[Stored data]
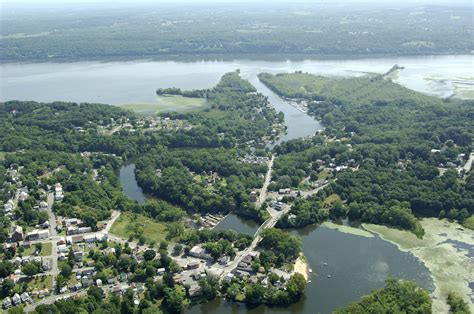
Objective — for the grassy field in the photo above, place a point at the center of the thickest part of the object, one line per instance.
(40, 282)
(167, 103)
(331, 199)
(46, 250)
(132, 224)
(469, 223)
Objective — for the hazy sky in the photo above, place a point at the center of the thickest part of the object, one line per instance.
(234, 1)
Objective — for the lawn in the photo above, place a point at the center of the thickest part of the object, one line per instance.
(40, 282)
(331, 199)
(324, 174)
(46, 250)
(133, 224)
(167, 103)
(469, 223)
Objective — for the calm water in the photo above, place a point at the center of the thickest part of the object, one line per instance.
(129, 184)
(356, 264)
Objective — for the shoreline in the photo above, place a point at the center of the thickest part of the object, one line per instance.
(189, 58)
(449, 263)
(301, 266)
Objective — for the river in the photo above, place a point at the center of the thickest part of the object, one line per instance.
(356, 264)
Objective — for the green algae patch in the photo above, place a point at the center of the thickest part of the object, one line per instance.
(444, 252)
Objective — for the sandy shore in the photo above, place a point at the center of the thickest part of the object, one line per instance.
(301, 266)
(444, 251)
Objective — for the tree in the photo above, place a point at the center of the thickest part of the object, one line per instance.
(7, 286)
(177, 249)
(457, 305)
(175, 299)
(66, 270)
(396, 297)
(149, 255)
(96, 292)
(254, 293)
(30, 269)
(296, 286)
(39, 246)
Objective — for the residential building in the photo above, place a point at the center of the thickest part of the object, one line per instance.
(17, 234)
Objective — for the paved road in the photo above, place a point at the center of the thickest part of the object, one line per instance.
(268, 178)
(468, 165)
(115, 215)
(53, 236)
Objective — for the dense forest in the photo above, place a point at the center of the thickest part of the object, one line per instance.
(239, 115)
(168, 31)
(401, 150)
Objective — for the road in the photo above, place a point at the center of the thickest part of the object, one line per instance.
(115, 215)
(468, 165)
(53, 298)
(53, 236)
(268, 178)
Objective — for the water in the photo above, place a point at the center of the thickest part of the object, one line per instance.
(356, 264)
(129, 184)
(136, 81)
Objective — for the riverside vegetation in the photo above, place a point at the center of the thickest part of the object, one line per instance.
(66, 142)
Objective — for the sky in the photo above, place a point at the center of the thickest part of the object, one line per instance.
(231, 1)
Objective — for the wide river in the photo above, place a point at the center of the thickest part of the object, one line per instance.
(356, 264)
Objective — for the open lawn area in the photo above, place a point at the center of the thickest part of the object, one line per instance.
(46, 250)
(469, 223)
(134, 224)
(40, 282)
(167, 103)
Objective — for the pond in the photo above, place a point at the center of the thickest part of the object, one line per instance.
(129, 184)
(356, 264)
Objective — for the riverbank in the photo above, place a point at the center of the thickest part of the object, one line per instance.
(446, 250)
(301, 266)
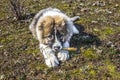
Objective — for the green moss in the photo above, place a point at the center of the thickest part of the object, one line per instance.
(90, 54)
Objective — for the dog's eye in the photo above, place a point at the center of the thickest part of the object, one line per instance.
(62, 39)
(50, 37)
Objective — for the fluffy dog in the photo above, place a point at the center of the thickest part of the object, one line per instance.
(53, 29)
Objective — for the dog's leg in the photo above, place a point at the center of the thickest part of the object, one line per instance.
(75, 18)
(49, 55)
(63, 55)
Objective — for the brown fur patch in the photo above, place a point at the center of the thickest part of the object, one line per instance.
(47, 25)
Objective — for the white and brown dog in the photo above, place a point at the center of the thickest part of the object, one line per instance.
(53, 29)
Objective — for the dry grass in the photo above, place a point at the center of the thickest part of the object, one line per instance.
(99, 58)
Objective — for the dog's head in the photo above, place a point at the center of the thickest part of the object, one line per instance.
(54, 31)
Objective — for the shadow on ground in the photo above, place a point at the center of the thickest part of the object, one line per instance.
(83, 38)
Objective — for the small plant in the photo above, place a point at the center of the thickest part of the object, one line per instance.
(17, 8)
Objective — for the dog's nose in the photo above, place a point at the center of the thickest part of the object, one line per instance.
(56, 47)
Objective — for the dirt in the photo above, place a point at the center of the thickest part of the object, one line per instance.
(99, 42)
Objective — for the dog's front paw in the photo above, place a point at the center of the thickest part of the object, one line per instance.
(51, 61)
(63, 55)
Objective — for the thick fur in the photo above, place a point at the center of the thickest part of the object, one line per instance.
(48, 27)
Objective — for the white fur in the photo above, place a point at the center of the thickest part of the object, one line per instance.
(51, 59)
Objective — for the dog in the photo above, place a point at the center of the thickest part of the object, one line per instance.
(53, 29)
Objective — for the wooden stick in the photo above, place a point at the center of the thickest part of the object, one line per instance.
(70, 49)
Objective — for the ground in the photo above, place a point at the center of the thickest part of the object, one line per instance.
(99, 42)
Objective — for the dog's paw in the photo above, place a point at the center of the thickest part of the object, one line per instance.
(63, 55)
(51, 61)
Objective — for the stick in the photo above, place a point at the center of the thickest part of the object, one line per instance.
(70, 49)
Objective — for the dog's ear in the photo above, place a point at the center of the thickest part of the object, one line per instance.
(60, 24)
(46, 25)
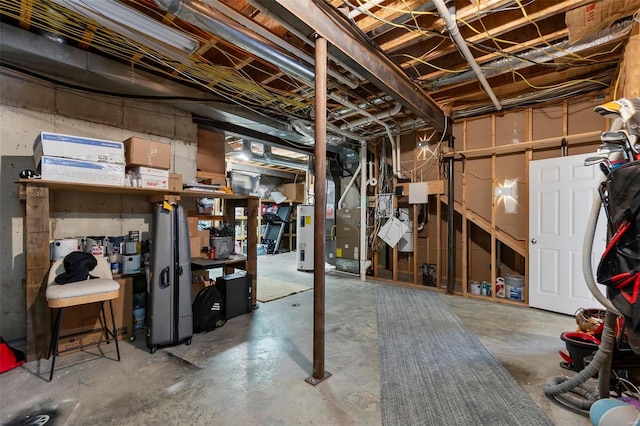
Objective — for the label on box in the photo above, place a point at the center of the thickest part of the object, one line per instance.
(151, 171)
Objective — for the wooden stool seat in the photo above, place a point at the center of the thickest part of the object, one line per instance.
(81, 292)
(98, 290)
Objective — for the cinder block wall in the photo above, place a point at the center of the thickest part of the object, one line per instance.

**Directions**
Return every line of the listing above word for word, leaving out the pictures.

**Worked solution**
Objective — for the grassy field in the photo above, place a point at the center of the thickest part of the object, one line per instance.
(40, 282)
(167, 103)
(331, 199)
(46, 250)
(132, 224)
(469, 223)
Objective — for the hazy sky in the photo above, place a point at the center of the thickest part of the object, one line per instance.
(234, 1)
Objective — for the lawn in the photo above, place a point at the center of the thickest part of the object, one line per instance.
(40, 282)
(331, 199)
(324, 174)
(46, 250)
(133, 224)
(167, 103)
(469, 223)
Objective — for the calm water in the photo above, place a point at the center of the thickest part of the object, one line per instance.
(129, 184)
(356, 264)
Objective — for the shoreline in the photo above, place a point at the center of the thickest part of the object, one line per instance.
(189, 58)
(449, 263)
(301, 266)
Objective — for the river in the photo above, place a point at the center of the thickest part of the object, one line per instance.
(356, 264)
Objective — for the green algae patch in the photo above, place a point at the center of the thickest part of the object, one line per instance.
(444, 252)
Objective — for the sandy shore in the photo above, place a point at the center of the thickest part of the object, one line per instance.
(301, 266)
(444, 251)
Objective — for the tree in the photo above, place a point at the center of the thickest part of the object, one line per instance.
(7, 286)
(177, 249)
(457, 305)
(175, 299)
(66, 270)
(396, 297)
(149, 255)
(96, 292)
(254, 293)
(30, 269)
(296, 286)
(39, 246)
Objective — for the residential building in the photo above, place a point at the center of the thickest part of the object, one line per instance.
(17, 234)
Objective — for the paved road in the photo above, place a point at the center of the thickest part of the object, one line per instance.
(268, 178)
(468, 165)
(115, 215)
(53, 236)
Objective — for the dense forest in the photo above, place a point at the center of the thickest part of the object, one line per instance.
(239, 115)
(168, 31)
(401, 150)
Objective — for the road in the photo above, place a point at the center of the thickest part of the object, one line per instance.
(115, 215)
(468, 165)
(53, 298)
(53, 236)
(268, 178)
Objective — for the water in the photo above, place a point at the center of the thickest part of the object, one line per instance.
(356, 264)
(129, 184)
(136, 81)
Objective — for the riverside vegetation in the photo above, place a point at the center of the thickest part of the object, one line per instance.
(66, 142)
Objective — for the sky in the photo above, place a point at the center of the thickest part of the object, one line per instance.
(231, 1)
Objective — for the wide river in the photo above, place a point at the center of the thickest part of the object, one line per instance.
(356, 264)
Objective — for the open lawn area in the photo above, place a point at the center of the thickest part of the object, one line per instance.
(46, 250)
(469, 223)
(134, 224)
(40, 282)
(167, 103)
Objective — for the pond in the photo above, place a point at the center of the thickest part of the object, one line per instance.
(129, 184)
(356, 264)
Objective — for the riverbank in the photo above, place a point at the center of the thickest part of the object, one line per instance.
(446, 250)
(301, 266)
Objective — for the green moss in the photo above, place a point at the center of the thickest part of the object, one line per instance.
(90, 54)
Objective — for the dog's eye in the photo above, place a point at the center of the thickest part of the object, one line per instance.
(62, 39)
(50, 37)
Objective — for the fluffy dog in the photo above, place a point at the center of the thickest part of the object, one line per instance.
(53, 29)
Objective — for the dog's leg in the photo above, place a point at the center of the thickest part of the object, one line per instance.
(75, 18)
(49, 55)
(63, 55)
Objective — for the brown fur patch in the photo above, place a point at the center of the thickest part of the object, one line per instance.
(47, 25)
Objective — for the white and brown dog in the photo above, place a point at the center of the thickest part of the object, one line per instance.
(53, 29)
Objective — for the dry grass in the photo above, place a point at the center of the thickest part of the object, one line per instance.
(99, 58)
Objective — for the dog's head in the photo above, place a point at the center of the thickest part of the object, one line per instance.
(54, 31)
Objective — for the shadow on ground in the photo above, place a point at the center of the thickest part of the object, one line per instance.
(83, 38)
Objective — for the small plant in the photo above, place a point at the center of the thickest part of the object, one line per instance.
(17, 8)
Objective — for the dog's nose in the photo above, place a point at the center of the thickest part of the object, one line per instance.
(56, 47)
Objective — for the dirt in the photo above, place a point at the center of the thickest part of the object, one line per instance.
(99, 42)
Objective — for the dog's front paw in the photo above, place a point at the center of the thickest part of the object, one line per instance.
(51, 61)
(63, 55)
Objective — for the thick fur in the photo above, place a point at the center of the thickest part of the object, one line per instance.
(48, 27)
Objective — for the white fur in the photo above, place a point at the center of the thickest part of the object, one line per instance.
(51, 59)
Objective — for the dog in the photo above, place a point at the center of the thickest part of the object, one line per instance.
(53, 29)
Objective — for the wooden stick in the photo above, place a point at the center of the thickest part of the object, one line per instance.
(70, 49)
Objective — for the ground in the photo above, place a point at the center of the thickest part of the object, one line per instance.
(99, 42)
Objective — for the dog's paw in the photo above, place a point at the center of the thickest part of the object, one line per instance.
(63, 55)
(51, 61)
Objective — for the stick in the photo above, place a point at the center of the thickest part of the object, one line per instance.
(70, 49)
Objective — for the dog's ear in the photo above, place a point at the center of the thickest part of the object, one line per instance.
(60, 24)
(46, 25)
Objective — for the label on box in the photo above, place a point at the center of the thickest part of the object, one line per instance.
(151, 171)
Objective — for the wooden stool seat in the photo above, place a point at the center of the thickest part of the object, one line per instance.
(81, 292)
(98, 290)
Objective — for the cinder block wall in the photo above, place a point at the center of the thickest part of the object, one line per instance.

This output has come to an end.